--- Short exercise ---
From the line containing "target | hallway door" to the end of the listing, write out every line exactly; leave out everything else.

--- Records for processing ---

◆ ◆ ◆ ◆ ◆ ◆ ◆

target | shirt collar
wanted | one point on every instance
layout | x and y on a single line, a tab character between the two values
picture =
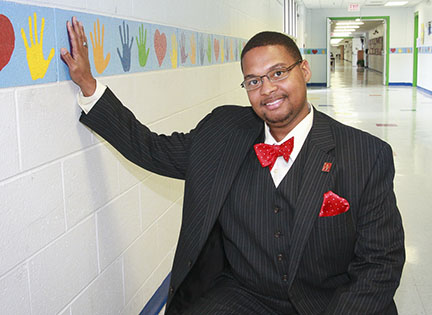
299	133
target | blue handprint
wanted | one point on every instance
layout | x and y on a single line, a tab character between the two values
183	54
202	49
126	58
227	55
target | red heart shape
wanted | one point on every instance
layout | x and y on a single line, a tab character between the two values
216	48
7	41
160	46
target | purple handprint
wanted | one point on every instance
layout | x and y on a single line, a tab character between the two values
127	46
183	54
227	49
202	48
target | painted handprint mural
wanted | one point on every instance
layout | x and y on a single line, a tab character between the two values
37	63
143	50
126	44
160	44
173	53
97	39
31	35
193	49
7	40
183	53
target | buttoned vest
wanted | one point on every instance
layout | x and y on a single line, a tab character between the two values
256	221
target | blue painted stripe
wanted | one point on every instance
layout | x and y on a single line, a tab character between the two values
400	84
424	90
158	300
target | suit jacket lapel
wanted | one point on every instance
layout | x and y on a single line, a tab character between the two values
315	183
237	144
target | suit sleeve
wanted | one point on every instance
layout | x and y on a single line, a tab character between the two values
161	154
379	254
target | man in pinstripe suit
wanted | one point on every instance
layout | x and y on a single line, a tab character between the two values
315	231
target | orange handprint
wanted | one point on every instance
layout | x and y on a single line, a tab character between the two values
193	49
100	62
38	65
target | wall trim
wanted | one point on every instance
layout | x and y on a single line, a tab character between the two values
400	84
317	84
429	92
159	298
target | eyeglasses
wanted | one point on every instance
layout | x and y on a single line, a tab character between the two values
275	75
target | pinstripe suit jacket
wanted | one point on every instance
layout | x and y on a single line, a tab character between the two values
346	264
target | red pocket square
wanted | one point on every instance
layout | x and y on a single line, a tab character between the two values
333	205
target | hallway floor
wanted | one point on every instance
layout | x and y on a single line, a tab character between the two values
402	116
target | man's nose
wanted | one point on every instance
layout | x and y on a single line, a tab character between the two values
267	86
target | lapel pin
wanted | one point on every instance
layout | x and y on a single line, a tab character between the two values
326	167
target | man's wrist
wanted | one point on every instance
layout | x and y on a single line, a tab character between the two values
89	88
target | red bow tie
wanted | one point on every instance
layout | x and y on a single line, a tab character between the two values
268	153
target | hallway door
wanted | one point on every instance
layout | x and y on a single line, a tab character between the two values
415	49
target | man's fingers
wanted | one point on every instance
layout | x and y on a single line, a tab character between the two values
66	56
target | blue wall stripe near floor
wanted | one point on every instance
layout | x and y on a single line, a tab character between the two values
317	84
424	90
158	300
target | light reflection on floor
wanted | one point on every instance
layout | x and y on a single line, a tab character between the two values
402	116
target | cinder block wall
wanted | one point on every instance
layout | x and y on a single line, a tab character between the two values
82	230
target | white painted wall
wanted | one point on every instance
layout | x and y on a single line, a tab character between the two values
82	230
424	74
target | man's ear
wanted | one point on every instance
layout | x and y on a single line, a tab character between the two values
307	73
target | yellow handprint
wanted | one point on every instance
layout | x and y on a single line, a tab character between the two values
38	65
193	49
100	62
173	53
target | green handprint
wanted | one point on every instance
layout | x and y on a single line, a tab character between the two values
143	52
209	49
38	65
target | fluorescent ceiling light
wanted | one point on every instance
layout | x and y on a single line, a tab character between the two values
346	26
350	23
395	3
341	34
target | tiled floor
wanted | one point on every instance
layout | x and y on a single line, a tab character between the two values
402	116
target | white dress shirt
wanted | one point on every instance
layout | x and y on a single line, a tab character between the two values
300	132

◆ ◆ ◆ ◆ ◆ ◆ ◆

--- The answer ---
target | hallway door
wanted | one point on every instance
layout | x and y on a single line, a tab character between the two values
415	49
target | man's fingers
wanted | one point on every instance
layout | x and y on a single line, a tab character between the two values
66	56
target | blue wall stripe near floor
wanted | one point on every instance
layout | x and y on a single line, a tab character between the two values
317	84
424	90
158	300
target | light reflection on floor
wanted | one point on every instance
layout | x and y on a single line, a tab character between the two values
402	116
target | cinder block wall
wanted | one point on every instance
layout | x and y on a single line, a tab character between the two values
82	230
target | white painted wall
wanted | one point on every instance
layout | x and y on a single line, a tab character between the two values
82	230
424	74
target | man's ear
wanted | one point on every instance
layout | x and y on a single line, a tab character between the two values
307	73
target | yellow handprint
wanted | one point on every instance
layout | x and y on a single line, a tab character between the two values
38	65
193	49
100	62
173	53
target | green handprint
wanted | one point on every instance
layout | x and y on a single line, a tab character between the two values
143	52
209	49
38	65
target | fluorescent ceiling light
wanted | one point on every instance
layout | x and y on a single line, a tab character between the two values
346	26
350	23
395	3
341	34
target | tiled floor
wanted | one point on every instance
layout | x and y on a single line, a tab character between the two values
402	116
target | white dress shirt
wanted | one point on every instance
layout | x and y on a single line, a tab character between the two values
300	132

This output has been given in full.